• _Raw records_:
★ ★ ★
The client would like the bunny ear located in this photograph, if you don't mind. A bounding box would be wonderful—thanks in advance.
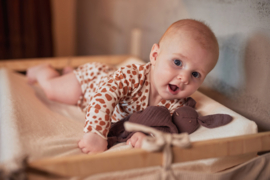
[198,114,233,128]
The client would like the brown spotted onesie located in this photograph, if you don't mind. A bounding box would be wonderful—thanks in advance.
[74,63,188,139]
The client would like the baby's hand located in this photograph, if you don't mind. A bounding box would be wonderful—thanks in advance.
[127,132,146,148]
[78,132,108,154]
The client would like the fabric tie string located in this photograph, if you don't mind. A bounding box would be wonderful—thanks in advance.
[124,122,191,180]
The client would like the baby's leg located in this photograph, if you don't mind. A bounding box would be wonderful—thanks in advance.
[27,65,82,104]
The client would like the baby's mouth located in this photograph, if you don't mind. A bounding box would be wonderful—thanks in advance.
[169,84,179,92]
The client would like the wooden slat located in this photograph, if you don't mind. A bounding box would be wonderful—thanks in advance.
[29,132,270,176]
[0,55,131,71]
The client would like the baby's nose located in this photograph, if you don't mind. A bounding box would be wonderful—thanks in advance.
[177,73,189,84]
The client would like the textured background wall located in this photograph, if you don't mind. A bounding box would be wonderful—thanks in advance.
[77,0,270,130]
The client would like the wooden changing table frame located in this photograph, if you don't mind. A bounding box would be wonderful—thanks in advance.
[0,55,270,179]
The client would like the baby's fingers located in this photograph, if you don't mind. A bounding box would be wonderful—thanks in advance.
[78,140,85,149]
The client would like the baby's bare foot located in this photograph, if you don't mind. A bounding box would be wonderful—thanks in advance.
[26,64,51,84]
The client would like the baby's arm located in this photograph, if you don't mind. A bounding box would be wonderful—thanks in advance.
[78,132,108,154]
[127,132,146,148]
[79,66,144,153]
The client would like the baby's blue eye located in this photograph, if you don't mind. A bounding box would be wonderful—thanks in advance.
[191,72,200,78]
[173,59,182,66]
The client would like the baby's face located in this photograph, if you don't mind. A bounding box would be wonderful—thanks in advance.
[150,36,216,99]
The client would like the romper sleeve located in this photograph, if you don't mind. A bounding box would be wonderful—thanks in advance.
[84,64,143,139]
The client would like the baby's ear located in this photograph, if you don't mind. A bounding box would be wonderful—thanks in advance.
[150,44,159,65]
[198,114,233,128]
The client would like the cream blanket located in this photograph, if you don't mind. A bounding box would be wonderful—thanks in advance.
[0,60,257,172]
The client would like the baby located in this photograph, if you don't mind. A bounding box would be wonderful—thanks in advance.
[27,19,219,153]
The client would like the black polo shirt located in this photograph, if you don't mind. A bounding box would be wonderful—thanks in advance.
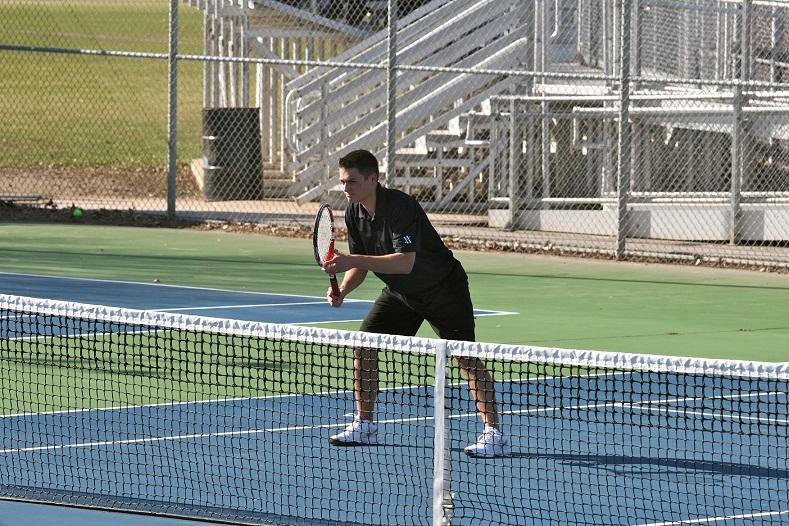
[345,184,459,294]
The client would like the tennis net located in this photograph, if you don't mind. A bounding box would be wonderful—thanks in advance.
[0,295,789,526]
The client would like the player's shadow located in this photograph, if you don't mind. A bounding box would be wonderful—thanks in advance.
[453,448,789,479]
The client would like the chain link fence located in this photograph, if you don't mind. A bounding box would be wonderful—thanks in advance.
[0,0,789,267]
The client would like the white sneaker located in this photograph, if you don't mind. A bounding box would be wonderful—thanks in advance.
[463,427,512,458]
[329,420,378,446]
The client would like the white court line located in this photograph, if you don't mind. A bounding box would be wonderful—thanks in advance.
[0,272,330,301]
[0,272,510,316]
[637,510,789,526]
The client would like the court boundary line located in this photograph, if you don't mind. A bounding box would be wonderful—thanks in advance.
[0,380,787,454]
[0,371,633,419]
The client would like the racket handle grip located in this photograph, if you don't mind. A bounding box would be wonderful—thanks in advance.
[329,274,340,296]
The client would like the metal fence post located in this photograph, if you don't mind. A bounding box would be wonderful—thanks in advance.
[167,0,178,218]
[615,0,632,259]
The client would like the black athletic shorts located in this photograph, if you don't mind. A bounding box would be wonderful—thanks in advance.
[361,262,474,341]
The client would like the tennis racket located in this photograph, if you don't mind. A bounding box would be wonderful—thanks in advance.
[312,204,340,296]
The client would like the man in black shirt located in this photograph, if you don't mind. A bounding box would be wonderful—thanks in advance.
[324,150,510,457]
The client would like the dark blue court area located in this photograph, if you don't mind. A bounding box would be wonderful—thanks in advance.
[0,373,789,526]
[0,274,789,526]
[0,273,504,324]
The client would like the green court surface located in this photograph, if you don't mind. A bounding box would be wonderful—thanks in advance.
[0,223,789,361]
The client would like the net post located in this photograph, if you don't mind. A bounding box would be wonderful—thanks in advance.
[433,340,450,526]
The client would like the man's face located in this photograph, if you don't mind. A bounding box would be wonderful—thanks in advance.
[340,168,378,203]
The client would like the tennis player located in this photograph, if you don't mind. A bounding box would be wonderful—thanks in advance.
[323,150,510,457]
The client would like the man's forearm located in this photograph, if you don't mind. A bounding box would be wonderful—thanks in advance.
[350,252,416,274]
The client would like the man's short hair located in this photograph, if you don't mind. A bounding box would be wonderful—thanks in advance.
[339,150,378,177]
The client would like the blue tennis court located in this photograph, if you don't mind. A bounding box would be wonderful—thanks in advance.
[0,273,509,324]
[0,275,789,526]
★ ★ ★
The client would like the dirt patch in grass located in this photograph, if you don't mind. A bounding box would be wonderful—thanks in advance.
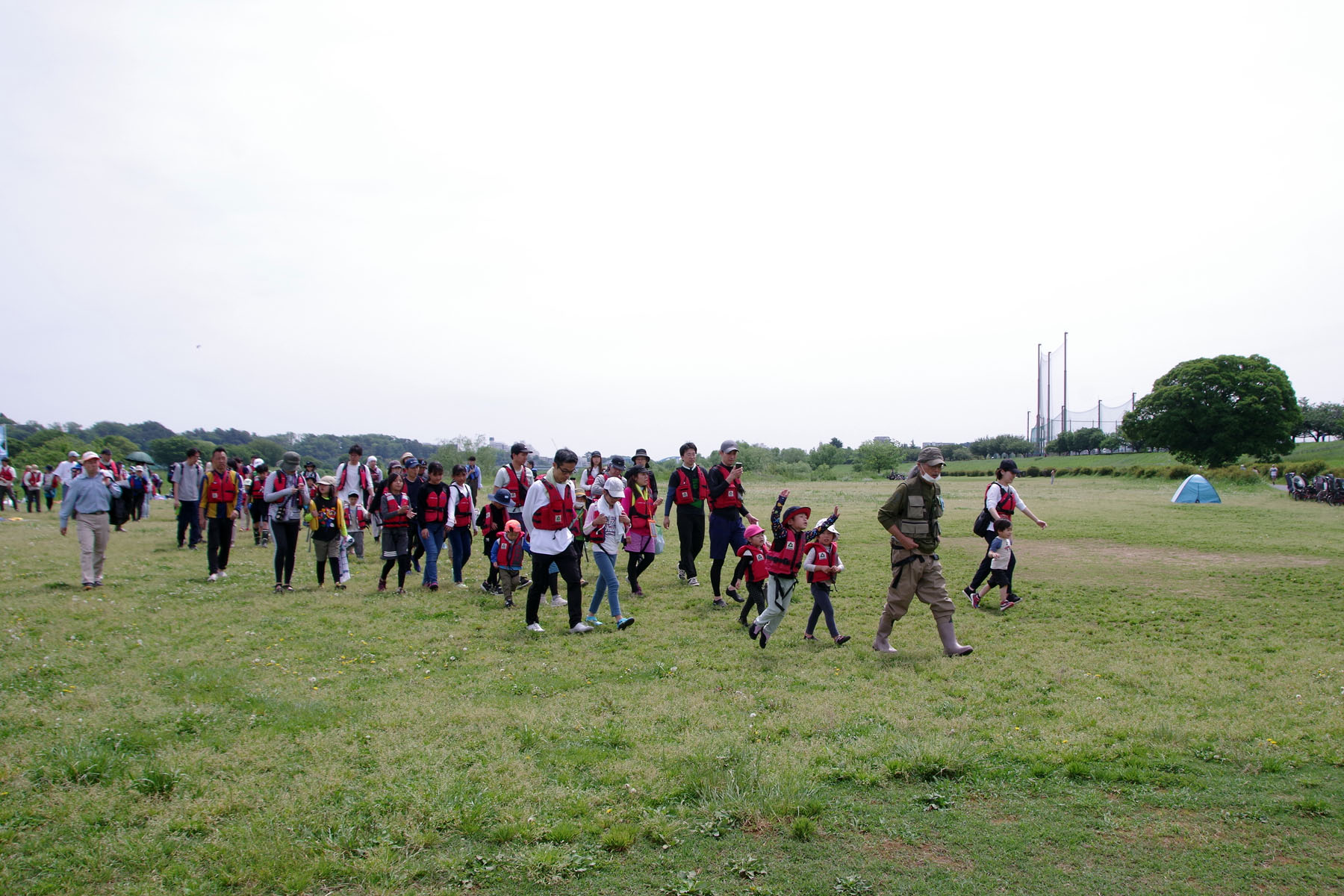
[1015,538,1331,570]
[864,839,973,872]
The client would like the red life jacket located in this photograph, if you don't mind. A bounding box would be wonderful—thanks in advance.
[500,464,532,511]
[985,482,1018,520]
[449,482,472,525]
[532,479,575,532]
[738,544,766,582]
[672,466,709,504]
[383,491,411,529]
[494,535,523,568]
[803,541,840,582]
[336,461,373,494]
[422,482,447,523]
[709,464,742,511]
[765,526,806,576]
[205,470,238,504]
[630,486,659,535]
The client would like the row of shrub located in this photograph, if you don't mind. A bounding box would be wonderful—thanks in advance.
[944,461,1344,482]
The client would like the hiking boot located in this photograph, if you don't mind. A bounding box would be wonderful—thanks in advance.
★ ★ ★
• _Work required_: Reproduce, line for line, the part of the items above that opens with the line containing "The client would like the cream" and closes with the line containing "[329,274,340,296]", both of those lines included. Leave the pictures out of your answer.

• _Completed exercise_:
The client would like the cream blanket located in this photograph, if you don't mind. A bounding box would be wonderful—thanks in advance.
[0,60,257,172]
The client would like the baby located in this photograph, if you don't mind. A bounding box would be wonderful—thanks in advance.
[27,19,219,153]
The client would like the black polo shirt located in this photograph, if you don't mind. A bounding box would be wonderful—thanks in advance.
[345,184,459,294]
The client would like the tennis net located in this photograph, if you don't mind. A bounding box would be wonderful—thanks in advance.
[0,295,789,526]
The client would like the player's shadow located in this photograph, if you don't mind. A bounding box would be wonderful—thanks in advance.
[453,448,789,479]
The client would like the chain link fence located in this photograph, if you don't mind. A bounding box would be wonderful—thanks in advance.
[0,0,789,267]
The client would like the white sneaker located in this photograph, if you don't mind. A bounding box would be wonderful—thanks in advance.
[463,427,512,458]
[329,420,378,446]
The client would like the white court line located in this photograph, if you don't mind. A bounding box would be wonderful—thanks in advance.
[0,272,330,301]
[0,272,510,316]
[637,510,789,526]
The client would like the court boundary line located in this photograph, if you don't mind. A bounding box would be wonderful—thanks in advance.
[0,380,787,454]
[0,371,633,419]
The client would like the racket handle grip located in this photograph, if you don't mind. A bounding box would be wonderful—thanks in advance.
[329,274,340,296]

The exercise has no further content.